Terrence OBrien said:


> I would never speak as an author. I couldn't stop laughing if I tried. As myself, I observe the Canadians are doing very well, better than the US in the current economic mess. And in terms of efficient allocations of resources, I'll let the Canadians take care of their own problems, while I do my part to take care of ours.


Huh? What's this got to do with economic issues?



Terrence OBrien said:


> The entire notion of free speech is scary to many folks. It's a relatively new concept in historical terms, and hardly enjoys universal acceptance.
> 
> Free speech essentially allows one to express himself as he chooses on the subjects he chooses. That includes remaining quiet. It allows one to distribute material and advocate for the ideas one chooses. It also allows one to refrain from distributing materials and advocating for ideas. When speech is forced, it is not free.

Provided records>
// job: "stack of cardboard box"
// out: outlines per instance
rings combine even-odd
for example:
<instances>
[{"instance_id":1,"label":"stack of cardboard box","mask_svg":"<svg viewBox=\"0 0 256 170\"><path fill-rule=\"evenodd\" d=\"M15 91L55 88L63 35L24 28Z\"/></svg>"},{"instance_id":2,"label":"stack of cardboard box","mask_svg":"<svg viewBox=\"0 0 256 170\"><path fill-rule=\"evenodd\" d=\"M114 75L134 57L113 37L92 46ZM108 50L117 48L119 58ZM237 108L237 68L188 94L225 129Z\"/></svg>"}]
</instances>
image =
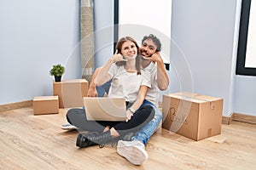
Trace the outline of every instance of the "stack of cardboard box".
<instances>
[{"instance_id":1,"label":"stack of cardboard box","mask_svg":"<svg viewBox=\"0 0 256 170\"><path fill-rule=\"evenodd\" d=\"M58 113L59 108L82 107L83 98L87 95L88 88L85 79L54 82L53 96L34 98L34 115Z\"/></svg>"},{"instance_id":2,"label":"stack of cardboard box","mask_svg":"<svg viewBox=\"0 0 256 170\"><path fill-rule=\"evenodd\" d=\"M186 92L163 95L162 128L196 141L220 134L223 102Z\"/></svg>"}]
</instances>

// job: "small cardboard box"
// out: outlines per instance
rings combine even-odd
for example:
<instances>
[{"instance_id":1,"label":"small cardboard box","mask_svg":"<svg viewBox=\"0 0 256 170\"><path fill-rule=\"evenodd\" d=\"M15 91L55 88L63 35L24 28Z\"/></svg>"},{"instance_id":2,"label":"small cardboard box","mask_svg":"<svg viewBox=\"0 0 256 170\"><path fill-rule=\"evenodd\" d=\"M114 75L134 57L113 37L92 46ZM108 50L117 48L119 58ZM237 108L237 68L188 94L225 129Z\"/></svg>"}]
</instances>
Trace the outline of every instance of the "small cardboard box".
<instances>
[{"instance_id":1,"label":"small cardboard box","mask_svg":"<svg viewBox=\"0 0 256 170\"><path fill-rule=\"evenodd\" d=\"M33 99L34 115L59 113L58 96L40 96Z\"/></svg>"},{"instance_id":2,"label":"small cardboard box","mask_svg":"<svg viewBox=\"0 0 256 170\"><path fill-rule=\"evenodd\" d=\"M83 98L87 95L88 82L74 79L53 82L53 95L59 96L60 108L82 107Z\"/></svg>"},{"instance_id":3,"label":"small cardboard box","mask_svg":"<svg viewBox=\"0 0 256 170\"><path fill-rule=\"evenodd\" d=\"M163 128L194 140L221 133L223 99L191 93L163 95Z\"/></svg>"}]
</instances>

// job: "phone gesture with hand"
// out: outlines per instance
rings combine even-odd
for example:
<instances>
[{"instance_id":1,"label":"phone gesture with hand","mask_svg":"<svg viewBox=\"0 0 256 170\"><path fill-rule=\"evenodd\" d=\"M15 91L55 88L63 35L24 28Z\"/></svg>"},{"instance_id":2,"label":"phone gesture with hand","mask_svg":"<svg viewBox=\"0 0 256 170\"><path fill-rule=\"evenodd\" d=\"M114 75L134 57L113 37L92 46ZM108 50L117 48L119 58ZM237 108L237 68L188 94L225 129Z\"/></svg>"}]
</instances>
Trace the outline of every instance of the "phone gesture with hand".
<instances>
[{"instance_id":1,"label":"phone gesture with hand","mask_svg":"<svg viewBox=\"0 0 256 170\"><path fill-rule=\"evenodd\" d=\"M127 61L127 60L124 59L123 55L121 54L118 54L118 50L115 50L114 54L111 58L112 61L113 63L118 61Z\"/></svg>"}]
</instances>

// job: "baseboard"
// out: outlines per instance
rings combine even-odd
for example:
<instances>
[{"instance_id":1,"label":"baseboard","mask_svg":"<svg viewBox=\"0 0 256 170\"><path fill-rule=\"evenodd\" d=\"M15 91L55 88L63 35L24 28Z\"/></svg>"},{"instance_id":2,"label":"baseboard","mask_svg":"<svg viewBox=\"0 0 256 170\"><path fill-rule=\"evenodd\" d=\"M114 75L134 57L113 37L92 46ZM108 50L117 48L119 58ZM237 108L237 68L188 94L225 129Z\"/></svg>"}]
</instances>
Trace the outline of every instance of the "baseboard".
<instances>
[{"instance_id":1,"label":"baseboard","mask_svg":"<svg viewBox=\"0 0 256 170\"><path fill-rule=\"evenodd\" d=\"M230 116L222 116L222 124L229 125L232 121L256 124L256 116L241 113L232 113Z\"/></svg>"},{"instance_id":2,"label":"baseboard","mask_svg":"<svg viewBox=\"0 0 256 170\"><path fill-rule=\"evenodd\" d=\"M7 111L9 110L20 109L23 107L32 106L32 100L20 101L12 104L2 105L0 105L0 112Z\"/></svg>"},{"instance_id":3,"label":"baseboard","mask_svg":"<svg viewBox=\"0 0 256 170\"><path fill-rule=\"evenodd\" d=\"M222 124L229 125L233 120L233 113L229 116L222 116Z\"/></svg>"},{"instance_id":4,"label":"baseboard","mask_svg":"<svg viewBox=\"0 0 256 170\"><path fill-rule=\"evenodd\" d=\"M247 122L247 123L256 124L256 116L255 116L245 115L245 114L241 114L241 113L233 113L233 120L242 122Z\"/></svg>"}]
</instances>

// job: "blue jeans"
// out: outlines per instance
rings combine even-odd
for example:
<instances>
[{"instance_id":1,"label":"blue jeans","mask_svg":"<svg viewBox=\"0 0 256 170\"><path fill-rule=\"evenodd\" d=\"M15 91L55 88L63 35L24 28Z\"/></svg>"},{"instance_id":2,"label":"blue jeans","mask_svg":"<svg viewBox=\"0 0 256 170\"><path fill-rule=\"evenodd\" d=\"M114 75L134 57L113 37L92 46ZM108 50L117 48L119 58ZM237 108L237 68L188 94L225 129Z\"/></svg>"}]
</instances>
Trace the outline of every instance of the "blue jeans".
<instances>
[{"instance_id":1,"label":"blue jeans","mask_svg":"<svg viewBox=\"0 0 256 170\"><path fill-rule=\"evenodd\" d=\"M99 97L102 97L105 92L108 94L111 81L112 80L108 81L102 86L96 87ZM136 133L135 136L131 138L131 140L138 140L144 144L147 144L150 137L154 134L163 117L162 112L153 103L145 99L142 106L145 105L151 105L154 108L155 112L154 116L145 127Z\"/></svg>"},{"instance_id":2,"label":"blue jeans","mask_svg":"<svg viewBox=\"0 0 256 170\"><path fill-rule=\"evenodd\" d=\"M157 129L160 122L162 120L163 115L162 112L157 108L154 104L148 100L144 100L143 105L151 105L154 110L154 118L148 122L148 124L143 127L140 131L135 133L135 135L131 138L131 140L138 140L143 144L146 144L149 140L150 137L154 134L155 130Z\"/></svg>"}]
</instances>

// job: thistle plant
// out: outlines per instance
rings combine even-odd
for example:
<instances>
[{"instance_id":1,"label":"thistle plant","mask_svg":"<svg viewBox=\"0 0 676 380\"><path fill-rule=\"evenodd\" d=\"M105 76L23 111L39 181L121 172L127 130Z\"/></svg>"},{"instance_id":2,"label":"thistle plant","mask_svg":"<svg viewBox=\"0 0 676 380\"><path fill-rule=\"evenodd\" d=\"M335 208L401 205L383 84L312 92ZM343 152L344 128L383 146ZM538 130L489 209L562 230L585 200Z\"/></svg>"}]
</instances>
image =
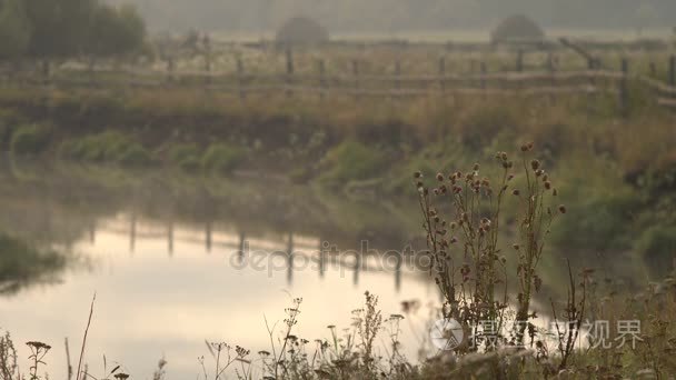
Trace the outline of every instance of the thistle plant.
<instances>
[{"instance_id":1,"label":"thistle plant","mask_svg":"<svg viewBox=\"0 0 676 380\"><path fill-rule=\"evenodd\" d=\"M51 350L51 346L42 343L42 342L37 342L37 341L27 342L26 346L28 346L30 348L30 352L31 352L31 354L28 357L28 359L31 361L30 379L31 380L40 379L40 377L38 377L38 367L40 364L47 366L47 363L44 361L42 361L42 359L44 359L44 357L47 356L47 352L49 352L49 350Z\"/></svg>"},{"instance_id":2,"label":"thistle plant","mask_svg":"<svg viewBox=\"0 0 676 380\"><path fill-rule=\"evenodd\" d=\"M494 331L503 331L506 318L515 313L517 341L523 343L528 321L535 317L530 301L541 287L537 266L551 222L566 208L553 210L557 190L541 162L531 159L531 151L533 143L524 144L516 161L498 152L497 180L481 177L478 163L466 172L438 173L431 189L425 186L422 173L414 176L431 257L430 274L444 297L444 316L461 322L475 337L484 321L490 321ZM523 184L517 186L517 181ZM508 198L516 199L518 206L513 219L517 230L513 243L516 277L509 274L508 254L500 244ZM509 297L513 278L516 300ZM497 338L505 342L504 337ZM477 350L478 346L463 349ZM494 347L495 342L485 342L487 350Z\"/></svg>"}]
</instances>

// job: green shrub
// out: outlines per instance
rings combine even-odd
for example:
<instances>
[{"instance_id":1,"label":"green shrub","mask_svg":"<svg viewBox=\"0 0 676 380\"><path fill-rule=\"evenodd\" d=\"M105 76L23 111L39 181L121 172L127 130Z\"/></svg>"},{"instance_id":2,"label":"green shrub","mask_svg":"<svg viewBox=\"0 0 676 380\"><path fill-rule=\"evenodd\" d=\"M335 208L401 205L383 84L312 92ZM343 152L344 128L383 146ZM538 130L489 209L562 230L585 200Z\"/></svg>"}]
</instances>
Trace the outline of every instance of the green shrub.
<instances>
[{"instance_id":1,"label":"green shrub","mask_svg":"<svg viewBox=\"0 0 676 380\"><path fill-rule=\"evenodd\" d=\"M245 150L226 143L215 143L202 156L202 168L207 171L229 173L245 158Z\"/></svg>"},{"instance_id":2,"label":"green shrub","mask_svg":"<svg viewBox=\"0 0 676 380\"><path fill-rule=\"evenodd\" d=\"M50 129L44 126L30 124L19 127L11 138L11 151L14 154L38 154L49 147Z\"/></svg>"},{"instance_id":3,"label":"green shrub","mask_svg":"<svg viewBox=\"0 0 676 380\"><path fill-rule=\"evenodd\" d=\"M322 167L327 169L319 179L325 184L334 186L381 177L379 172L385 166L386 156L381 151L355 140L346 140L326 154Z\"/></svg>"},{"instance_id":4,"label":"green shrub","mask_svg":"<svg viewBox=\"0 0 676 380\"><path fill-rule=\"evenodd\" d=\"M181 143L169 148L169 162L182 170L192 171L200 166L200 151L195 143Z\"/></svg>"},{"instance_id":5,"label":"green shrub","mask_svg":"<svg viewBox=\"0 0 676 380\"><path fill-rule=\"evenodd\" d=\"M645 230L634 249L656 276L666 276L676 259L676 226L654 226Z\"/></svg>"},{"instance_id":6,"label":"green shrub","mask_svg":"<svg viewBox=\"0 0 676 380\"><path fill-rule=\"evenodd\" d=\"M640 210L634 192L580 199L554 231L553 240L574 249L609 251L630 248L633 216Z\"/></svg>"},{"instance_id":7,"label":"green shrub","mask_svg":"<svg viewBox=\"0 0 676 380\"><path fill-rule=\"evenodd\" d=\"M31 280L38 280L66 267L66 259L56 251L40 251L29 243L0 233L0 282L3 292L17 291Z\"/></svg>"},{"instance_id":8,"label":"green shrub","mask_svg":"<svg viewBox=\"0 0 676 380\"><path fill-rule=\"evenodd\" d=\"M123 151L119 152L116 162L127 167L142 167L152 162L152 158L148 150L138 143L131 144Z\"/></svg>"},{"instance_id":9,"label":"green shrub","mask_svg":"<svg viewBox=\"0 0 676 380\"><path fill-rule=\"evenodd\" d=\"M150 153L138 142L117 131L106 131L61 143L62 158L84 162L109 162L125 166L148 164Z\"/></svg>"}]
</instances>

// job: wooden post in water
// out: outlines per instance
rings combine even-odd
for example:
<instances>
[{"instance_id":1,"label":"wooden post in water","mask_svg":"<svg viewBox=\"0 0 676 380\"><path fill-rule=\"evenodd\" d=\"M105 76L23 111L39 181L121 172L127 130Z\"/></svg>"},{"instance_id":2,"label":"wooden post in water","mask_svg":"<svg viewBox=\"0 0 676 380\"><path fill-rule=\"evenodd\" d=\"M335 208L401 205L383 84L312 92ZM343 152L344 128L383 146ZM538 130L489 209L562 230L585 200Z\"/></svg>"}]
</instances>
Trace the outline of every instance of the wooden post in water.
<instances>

Task instructions>
Resume the forum discussion on free speech, picking up after its last line.

Answer>
And no one is advocating any forced speech. Are you actually reading and comprehending the words I'm writing?



Terrence OBrien said:


> That's why refraining from distributing books falls under free speech. If one chooses to apply the label "censorship" to refraining from distributing*, then we can say censorship falls under free speech. There is nothing at all scary about the right to choose what books one distributes.


It's the definition of the word. And calling censorship freedom of speech is like calling gun restrictions the right to bear arms.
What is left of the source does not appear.